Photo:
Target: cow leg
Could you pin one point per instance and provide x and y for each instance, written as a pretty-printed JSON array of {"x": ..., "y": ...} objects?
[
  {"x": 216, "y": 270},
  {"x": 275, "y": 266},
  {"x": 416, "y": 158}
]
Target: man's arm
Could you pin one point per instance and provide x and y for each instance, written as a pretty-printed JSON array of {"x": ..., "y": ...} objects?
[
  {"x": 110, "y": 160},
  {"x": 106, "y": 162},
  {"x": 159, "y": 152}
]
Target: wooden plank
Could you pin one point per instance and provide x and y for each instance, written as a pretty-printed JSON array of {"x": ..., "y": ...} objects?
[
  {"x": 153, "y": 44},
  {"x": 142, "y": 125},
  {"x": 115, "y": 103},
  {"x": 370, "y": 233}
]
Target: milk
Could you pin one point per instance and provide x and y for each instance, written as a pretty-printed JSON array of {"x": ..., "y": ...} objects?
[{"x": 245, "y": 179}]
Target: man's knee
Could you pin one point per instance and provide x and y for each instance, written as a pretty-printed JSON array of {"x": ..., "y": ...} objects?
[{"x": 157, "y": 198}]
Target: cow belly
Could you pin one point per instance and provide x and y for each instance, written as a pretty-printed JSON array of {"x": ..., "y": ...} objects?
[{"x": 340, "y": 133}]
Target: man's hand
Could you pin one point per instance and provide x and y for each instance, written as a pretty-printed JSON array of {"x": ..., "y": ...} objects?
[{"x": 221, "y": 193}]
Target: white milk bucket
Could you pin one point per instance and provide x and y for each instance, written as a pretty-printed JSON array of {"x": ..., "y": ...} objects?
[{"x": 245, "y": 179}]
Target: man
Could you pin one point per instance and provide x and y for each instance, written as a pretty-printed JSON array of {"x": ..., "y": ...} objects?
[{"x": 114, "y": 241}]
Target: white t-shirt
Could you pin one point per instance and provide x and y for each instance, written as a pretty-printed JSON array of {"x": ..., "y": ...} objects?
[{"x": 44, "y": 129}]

☆ ☆ ☆

[Exercise description] An exact copy of the listing above is needed, so write it out again.

[Task output]
Photo:
Target: cow leg
Could you pin one point per instance and provide x and y for each instance, written as a pretty-printed JSON array of {"x": ..., "y": ...} objects?
[
  {"x": 216, "y": 270},
  {"x": 275, "y": 266},
  {"x": 416, "y": 158}
]
Target: man's arm
Could you pin one point per instance and provide x and y for each instance, written as a pretty-printed JSON array of {"x": ..., "y": ...} objects?
[
  {"x": 110, "y": 160},
  {"x": 106, "y": 162},
  {"x": 159, "y": 152}
]
Target: wooden plank
Could you pin one point per instance and provide x and y for each instance, written as a pretty-printed JSON array of {"x": ..., "y": ...} objects?
[
  {"x": 153, "y": 44},
  {"x": 142, "y": 125},
  {"x": 115, "y": 103},
  {"x": 370, "y": 233}
]
Target: milk
Could you pin one point per instance and provide x and y for each instance, written as a pretty-printed JSON array of {"x": ..., "y": ...} objects?
[{"x": 245, "y": 179}]
Target: man's knee
Could you pin one point per instance and provide x and y for each instance, written as a pretty-printed JSON array of {"x": ..., "y": ...} objects?
[{"x": 157, "y": 198}]
Target: cow belly
Could you pin one point per instance and provide x and y for each instance, written as a pretty-printed JSON array of {"x": ..., "y": ...} objects?
[{"x": 340, "y": 133}]
Target: man's hand
Could you pin one point per instance and provide x and y for each instance, written as a pretty-printed JSON array of {"x": ..., "y": ...} objects?
[{"x": 221, "y": 193}]
Target: white milk bucket
Could you pin one point per instance and provide x and y for each instance, written as a pretty-printed JSON array of {"x": ..., "y": ...} objects?
[{"x": 245, "y": 179}]
Target: man
Could you pin one point per instance and provide x and y for each instance, written as a pretty-printed JSON array of {"x": ..., "y": ...} objects?
[{"x": 114, "y": 241}]
Target: white t-shirt
Could you pin one point per instance and provide x and y for each instance, written as a pretty-printed JSON array of {"x": ..., "y": ...} objects?
[{"x": 44, "y": 129}]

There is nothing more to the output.